[Location identification entries]
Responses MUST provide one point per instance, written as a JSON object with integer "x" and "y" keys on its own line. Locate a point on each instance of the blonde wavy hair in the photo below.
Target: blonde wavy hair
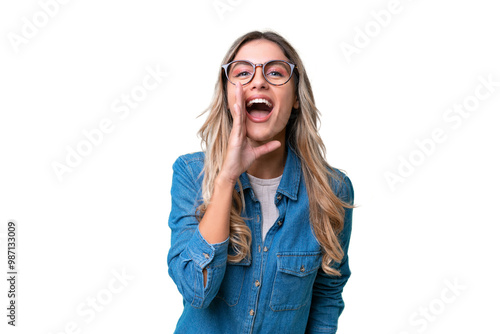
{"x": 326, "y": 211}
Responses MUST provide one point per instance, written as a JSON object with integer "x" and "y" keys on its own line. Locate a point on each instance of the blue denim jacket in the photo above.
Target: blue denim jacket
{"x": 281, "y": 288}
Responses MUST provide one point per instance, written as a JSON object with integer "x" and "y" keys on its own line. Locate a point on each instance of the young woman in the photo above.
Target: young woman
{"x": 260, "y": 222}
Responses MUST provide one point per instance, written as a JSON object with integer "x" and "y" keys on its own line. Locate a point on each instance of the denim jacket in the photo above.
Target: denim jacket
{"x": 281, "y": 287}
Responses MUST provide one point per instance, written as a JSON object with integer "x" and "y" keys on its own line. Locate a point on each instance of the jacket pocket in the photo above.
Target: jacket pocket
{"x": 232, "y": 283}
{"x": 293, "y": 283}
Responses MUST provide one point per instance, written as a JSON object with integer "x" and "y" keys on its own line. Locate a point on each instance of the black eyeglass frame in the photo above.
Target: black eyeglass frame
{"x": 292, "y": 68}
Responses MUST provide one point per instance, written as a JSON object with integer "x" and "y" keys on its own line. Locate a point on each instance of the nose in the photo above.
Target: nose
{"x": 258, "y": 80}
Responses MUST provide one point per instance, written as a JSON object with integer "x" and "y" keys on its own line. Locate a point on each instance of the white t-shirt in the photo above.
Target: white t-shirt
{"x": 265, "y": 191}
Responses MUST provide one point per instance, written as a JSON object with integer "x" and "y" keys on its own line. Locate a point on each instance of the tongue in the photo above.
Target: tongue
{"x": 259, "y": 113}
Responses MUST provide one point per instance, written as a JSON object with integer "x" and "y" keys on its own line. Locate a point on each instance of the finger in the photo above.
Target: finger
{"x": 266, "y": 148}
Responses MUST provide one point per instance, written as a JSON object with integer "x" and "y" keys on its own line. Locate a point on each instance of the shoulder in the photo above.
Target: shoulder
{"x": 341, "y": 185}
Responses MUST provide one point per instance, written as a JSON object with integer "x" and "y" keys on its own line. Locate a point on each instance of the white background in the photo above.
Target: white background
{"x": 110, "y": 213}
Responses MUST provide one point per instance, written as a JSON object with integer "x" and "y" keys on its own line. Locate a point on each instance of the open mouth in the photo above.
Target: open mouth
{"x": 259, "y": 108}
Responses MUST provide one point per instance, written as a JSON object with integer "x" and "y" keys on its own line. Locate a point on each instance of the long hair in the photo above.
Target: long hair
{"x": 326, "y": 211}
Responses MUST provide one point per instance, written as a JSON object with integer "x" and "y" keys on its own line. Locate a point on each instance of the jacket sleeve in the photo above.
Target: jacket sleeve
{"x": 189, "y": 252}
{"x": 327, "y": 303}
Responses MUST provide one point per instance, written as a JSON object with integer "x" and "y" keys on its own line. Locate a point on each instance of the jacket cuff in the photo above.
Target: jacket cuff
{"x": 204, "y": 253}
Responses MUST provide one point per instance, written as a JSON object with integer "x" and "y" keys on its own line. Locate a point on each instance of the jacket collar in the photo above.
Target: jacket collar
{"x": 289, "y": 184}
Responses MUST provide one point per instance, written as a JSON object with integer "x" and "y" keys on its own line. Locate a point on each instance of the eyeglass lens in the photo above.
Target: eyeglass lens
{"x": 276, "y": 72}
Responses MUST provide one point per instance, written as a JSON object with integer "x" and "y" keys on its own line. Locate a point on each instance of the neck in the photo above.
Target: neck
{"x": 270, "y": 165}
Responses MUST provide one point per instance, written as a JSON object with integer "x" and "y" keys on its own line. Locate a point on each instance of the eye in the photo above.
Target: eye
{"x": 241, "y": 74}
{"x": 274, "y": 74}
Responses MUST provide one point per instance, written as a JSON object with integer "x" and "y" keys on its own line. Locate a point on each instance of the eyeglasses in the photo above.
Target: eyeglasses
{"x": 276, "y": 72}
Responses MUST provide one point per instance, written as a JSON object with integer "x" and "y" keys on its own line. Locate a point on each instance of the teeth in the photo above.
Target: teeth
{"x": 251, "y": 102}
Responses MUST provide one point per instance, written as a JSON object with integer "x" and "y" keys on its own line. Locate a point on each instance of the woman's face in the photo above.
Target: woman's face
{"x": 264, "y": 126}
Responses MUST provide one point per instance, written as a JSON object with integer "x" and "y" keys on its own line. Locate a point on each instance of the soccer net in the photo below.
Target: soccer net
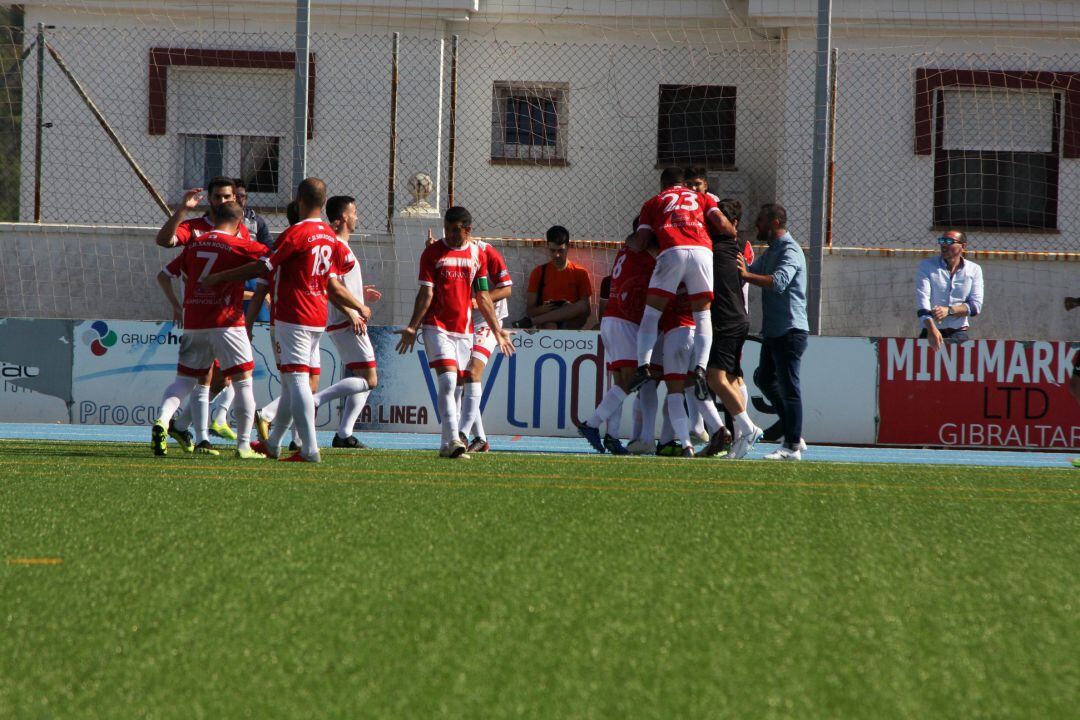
--
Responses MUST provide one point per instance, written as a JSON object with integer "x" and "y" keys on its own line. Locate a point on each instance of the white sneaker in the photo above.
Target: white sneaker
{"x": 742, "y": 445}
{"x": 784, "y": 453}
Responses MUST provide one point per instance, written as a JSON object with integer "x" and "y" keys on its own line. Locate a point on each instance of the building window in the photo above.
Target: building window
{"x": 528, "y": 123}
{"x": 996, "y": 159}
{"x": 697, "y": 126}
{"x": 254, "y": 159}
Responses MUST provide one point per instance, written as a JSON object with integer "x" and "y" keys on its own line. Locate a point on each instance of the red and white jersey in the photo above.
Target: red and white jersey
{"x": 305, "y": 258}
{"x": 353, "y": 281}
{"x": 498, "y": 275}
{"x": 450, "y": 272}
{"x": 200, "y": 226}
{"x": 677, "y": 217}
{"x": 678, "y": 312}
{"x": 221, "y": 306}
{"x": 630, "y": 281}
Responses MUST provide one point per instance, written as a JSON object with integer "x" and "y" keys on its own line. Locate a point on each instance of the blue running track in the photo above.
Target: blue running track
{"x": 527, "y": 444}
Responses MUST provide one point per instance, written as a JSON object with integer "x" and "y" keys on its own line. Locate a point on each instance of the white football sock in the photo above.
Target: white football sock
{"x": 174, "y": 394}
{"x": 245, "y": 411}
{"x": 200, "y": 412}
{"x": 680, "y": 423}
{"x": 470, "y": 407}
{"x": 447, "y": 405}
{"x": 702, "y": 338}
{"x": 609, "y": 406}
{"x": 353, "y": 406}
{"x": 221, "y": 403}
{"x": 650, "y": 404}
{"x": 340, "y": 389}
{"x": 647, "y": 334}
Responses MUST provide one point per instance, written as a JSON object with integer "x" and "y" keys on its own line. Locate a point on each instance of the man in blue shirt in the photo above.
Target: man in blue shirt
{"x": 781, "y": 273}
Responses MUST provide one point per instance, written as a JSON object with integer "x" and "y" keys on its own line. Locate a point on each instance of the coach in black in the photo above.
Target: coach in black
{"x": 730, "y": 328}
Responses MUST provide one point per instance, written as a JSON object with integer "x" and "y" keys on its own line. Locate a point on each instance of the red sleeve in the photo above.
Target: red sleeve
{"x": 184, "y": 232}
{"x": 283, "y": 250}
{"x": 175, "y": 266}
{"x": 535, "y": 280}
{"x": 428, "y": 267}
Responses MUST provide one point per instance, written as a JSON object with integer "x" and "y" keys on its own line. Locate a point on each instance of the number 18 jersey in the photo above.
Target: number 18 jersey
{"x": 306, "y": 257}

- The exercise -
Extract, unchanged, every line in the entries above that contains the string "running".

- Result of the exercise -
Responses MUST provide one point per instance, written as a JSON object with integer "x" and "y" keys on its own line. Locate a point on each instance of the blue running track in the photo above.
Target: blue running track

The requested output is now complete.